The 1986–87 Bundesliga was the 24th season of the Bundesliga, the premier football league in West Germany. It began on 8 August 1986 and ended on 17 June 1987. FC Bayern Munich were the defending champions.

Competition modus
Every team played two games against each other team, one at home and one away. Teams received two points for a win and one point for a draw. If two or more teams were tied on points, places were determined by goal difference and, if still tied, by goals scored. The team with the most points were crowned champions while the two teams with the fewest points were relegated to 2. Bundesliga. The third-to-last team had to compete in a two-legged relegation/promotion play-off against the third-placed team from 2. Bundesliga.

Team changes to 1985–86
1. FC Saarbrücken and Hannover 96 were directly relegated to the 2. Bundesliga after finishing in the last two places. They were replaced by FC Homburg and SpVgg Blau-Weiß 1890 Berlin. Relegation/promotion play-off participant Borussia Dortmund won a decisive third match, which had become necessary after the regular two-legged series ended in an aggregated tie, against SC Fortuna Köln and thus retained their Bundesliga status.

Team overview

 Waldhof Mannheim played their matches in nearby Ludwigshafen because their own ground did not fulfil Bundesliga requirements.

----------

Stated task 1 >> In the 1986–87 Bundesliga article, which two clubs took the places of the teams relegated after the previous season?
Stated task 2 >> Extend the 1986–87 Bundesliga article past its last sentence.
The items after this come from a separate source.

----------

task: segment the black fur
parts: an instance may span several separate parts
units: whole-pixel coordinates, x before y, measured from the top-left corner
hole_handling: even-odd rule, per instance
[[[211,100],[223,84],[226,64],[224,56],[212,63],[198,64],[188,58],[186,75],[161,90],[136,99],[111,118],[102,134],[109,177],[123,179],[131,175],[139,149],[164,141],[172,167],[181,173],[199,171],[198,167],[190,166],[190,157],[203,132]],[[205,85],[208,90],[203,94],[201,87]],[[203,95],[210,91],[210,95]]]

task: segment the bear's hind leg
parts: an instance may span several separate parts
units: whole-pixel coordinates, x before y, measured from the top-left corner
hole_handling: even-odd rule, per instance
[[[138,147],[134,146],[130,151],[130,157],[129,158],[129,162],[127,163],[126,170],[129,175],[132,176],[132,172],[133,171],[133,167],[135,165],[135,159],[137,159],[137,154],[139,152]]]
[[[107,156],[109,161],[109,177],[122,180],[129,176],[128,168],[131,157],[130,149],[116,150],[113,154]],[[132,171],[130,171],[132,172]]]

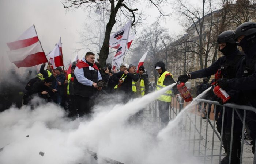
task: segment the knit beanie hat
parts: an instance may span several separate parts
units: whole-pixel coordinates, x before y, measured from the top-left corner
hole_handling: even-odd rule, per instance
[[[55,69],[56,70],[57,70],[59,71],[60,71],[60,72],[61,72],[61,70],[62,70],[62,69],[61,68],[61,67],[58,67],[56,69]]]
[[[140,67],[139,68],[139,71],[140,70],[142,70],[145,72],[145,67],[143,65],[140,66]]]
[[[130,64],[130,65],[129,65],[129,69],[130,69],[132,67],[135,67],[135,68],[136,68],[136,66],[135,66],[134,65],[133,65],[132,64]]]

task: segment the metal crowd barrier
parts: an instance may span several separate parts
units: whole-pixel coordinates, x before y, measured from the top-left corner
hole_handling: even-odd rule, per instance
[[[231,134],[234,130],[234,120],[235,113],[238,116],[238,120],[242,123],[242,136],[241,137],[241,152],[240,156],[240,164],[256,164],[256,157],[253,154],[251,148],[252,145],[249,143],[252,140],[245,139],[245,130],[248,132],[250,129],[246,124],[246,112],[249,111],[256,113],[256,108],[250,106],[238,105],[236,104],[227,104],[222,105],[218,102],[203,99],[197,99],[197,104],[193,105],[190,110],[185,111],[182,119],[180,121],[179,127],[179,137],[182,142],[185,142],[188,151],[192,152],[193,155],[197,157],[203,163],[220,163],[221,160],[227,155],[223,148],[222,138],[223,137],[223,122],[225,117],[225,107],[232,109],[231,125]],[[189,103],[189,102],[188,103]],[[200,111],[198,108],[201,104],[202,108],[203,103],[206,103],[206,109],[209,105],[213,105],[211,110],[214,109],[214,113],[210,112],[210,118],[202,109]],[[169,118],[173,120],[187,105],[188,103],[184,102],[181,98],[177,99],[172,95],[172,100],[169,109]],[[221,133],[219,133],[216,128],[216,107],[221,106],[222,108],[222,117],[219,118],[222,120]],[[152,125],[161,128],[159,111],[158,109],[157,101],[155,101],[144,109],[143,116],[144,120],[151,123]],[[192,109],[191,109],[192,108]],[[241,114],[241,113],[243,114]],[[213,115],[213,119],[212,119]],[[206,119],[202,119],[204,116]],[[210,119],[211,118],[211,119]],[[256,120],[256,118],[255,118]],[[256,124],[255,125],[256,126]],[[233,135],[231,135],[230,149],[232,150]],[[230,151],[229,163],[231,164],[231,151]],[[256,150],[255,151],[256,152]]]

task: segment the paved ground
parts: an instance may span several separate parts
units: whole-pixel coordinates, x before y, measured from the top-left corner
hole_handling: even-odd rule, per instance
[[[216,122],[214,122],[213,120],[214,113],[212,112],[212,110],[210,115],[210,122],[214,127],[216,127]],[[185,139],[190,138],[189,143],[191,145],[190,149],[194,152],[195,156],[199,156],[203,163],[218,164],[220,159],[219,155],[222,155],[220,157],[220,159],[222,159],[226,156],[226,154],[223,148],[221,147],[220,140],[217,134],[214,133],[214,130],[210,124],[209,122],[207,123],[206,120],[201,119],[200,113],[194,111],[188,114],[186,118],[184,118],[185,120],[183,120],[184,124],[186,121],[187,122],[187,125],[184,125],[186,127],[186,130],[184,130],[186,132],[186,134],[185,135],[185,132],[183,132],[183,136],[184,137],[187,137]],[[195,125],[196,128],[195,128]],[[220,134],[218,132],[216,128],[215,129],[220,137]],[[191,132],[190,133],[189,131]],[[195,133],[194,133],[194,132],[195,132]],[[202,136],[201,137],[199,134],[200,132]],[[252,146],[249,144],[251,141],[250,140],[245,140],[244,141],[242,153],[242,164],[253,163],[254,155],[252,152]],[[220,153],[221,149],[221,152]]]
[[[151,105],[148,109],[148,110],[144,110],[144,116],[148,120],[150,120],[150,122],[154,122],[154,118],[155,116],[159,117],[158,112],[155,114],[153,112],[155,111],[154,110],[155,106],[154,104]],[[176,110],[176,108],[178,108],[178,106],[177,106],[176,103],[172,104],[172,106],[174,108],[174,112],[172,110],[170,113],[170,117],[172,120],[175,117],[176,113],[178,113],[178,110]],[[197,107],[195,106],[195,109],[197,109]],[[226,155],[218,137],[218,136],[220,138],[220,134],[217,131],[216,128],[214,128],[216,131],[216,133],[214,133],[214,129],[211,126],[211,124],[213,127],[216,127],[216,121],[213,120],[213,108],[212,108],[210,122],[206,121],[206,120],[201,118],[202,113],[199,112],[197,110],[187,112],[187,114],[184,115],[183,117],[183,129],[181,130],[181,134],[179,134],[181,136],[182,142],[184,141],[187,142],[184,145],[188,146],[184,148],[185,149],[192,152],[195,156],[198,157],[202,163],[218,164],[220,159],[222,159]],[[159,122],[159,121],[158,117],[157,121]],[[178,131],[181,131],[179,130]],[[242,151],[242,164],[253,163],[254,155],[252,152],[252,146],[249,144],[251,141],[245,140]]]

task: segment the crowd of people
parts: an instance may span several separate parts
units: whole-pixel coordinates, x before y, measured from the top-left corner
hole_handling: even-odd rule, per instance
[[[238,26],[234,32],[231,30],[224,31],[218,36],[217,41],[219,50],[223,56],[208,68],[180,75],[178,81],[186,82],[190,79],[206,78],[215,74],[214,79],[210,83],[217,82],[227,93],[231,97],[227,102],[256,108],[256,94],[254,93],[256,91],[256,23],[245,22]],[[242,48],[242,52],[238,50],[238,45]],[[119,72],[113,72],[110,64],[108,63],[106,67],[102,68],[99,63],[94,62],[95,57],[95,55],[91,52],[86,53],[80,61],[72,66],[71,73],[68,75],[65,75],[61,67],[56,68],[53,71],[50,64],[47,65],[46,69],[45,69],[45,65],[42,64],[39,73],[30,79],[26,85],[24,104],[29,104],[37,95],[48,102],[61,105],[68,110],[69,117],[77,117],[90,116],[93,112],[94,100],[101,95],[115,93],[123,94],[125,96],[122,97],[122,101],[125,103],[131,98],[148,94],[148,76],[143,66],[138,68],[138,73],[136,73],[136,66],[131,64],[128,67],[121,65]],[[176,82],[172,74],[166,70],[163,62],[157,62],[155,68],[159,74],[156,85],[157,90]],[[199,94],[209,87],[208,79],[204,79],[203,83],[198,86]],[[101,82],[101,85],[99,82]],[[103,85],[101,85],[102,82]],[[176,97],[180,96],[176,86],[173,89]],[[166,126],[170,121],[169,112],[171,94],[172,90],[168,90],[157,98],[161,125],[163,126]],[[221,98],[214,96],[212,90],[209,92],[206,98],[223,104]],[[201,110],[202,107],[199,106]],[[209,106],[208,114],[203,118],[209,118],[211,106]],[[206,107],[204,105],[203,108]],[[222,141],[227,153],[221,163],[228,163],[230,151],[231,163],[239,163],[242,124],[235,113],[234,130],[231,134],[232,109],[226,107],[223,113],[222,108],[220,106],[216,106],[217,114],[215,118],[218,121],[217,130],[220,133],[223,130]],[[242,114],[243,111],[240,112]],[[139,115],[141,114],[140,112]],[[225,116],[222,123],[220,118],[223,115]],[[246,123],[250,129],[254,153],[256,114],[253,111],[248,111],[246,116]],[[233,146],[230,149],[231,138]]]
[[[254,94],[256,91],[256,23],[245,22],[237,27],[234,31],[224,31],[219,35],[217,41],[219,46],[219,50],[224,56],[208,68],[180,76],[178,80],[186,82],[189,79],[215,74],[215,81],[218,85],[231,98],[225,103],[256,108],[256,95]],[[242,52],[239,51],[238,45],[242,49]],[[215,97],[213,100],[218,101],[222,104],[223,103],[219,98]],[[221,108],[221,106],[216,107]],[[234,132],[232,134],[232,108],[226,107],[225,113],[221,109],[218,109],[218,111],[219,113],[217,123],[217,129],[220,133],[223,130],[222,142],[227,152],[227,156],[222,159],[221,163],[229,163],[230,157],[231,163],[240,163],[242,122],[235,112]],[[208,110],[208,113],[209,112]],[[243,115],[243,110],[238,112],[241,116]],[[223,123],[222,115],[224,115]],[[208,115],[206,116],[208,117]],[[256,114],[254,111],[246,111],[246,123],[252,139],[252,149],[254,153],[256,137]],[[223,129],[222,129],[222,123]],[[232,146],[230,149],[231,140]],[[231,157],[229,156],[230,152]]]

----------

Expected answer 1 >> FC Homburg and SpVgg Blau-Weiß 1890 Berlin.

Expected answer 2 >>
League table

Results

Relegation play-offs
FC Homburg and third-placed 2. Bundesliga team FC St. Pauli had to compete in a two-legged relegation/promotion play-off. Homburg won 4–3 on aggregate and retained their Bundesliga status.

Top goalscorers
24 goals
  Uwe Rahn (Borussia Mönchengladbach)

23 goals
  Fritz Walter (SV Waldhof Mannheim)

22 goals
  Rudi Völler (SV Werder Bremen)

20 goals
  Norbert Dickel (Borussia Dortmund)

17 goals
  Frank Hartmann (1. FC Kaiserslautern)
  Frank Mill (Borussia Dortmund)

16 goals
  Jürgen Klinsmann (VfB Stuttgart)
  Harald Kohr (1. FC Kaiserslautern)

15 goals
  Herbert Waas (Bayer 04 Leverkusen)

14 goals
  Klaus Allofs (1. FC Köln)
  Jørn Andersen (1. FC Nürnberg)
  Lothar Matthäus (FC Bayern Munich)
  Christian Schreier (Bayer 04 Leverkusen)
  Wolfram Wuttke (1. FC Kaiserslautern)
  Michael Zorc (Borussia Dortmund)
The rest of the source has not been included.